• [Passage provided]:
Begin

# MTB routes in/near Rhondda



## Djn2414 (16 Apr 2012)

Hi. Just started some mountain biking and looking for some free maps so that I don't get lost. Can't seem to find any, can anyone help please?

Thanks


----------



## lukesdad (16 Apr 2012)

There used to be some small scale ones on the National parks website for the beacons. They are available at the centre but they do cost unfortunatly.

i could probably map you out some if you have a gps other than that Id have to work out if I could map you out one on one of the mapper sites. Trouble is most won t take you along R-O-Ways.


----------



## Cubist (16 Apr 2012)

lukesdad said:


> There used to be some small scale ones on the National parks website for the beacons. They are available at the centre but they do cost unfortunatly.
> 
> i could probably map you out some if you have a gps other than that Id have to work out if I could map you out one on one of the mapper sites. Trouble is most won t take you along R-O-Ways.


If you go on Mapometer or similar you can map out a route and save it, then copy and paste the saved file into a thread. Mapometer can follow Bridleways quite often if you use the "follow road" function, or can be drawn "freestyle".


----------



## lukesdad (16 Apr 2012)

Cubist said:


> If you go on Mapometer or similar you can map out a route and save it, then copy and paste the saved file into a thread. Mapometer can follow Bridleways quite often if you use the "follow road" function, or can be drawn "freestyle".


 
Thanks for that Cubist Ive only everdone them via O/S on the garmin. If your not in a hurry Djn I ll try and get some posted here.

Be aware Im not brilliant on these mapping sites but hopefully ill get it done before the end of the week. How far afield do you want to go ?


----------



## Djn2414 (17 Apr 2012)

lukesdad said:


> Thanks for that Cubist Ive only everdone them via O/S on the garmin. If your not in a hurry Djn I ll try and get some posted here.
> 
> Be aware Im not brilliant on these mapping sites but hopefully ill get it done before the end of the week. How far afield do you want to go ?


 
Hi thanks for the replies. I'm only want to be out for max of 2 hours at the moment until I build up my fitness etc. I've heard that there are routes at the top of the Rhigos but not sure where to go from there. Think one can go towards maerdy resevoir and another towards cwmparc/afan. I thought that there would be a stack of maps showing where all the forestry roads etc go but it doesn't look that easy! If you were able to do some kind of rough routes I would be very grateful. I can wait until you have time to do it so please don't put yourself out too much. Thanks.


----------



## lukesdad (17 Apr 2012)

Ah I was thinking more of the Beacons, not really my area.


----------



## Cubist (19 Apr 2012)

DJN
Log into mapometer.com

Register, it's free, and play with the mapping tools. They are quite intuitive.

Based on what you've posted above I've mapped out a 9.5 miler on what look like forestry tracks, starting at a junction on the Rhigos road. . The way I've drawn it looks like it ends with a short descent then a road descent. Far better would be to climb on the road to warm up, then a net descent to the finish line!

End

• [Given material]:
Begin

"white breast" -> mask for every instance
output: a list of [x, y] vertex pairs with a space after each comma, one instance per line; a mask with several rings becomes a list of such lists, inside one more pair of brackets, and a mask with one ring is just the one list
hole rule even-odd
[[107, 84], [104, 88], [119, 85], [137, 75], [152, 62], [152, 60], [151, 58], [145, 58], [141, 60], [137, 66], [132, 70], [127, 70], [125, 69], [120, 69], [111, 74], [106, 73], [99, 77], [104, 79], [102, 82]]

End

• [Exercise set]:
A. In the thread about mountain biking routes near Rhondda, what is the longest time the person who started it wants to ride for now?
B. Retype everything in the mountain biking thread from "Hi thanks for" down to "really my area.".

• [Outputs]:
A. A maximum of 2 hours.

B.
Hi thanks for the replies. I'm only want to be out for max of 2 hours at the moment until I build up my fitness etc. I've heard that there are routes at the top of the Rhigos but not sure where to go from there. Think one can go towards maerdy resevoir and another towards cwmparc/afan. I thought that there would be a stack of maps showing where all the forestry roads etc go but it doesn't look that easy! If you were able to do some kind of rough routes I would be very grateful. I can wait until you have time to do it so please don't put yourself out too much. Thanks.


----------



## lukesdad (17 Apr 2012)

Ah I was thinking more of the Beacons, not really my area.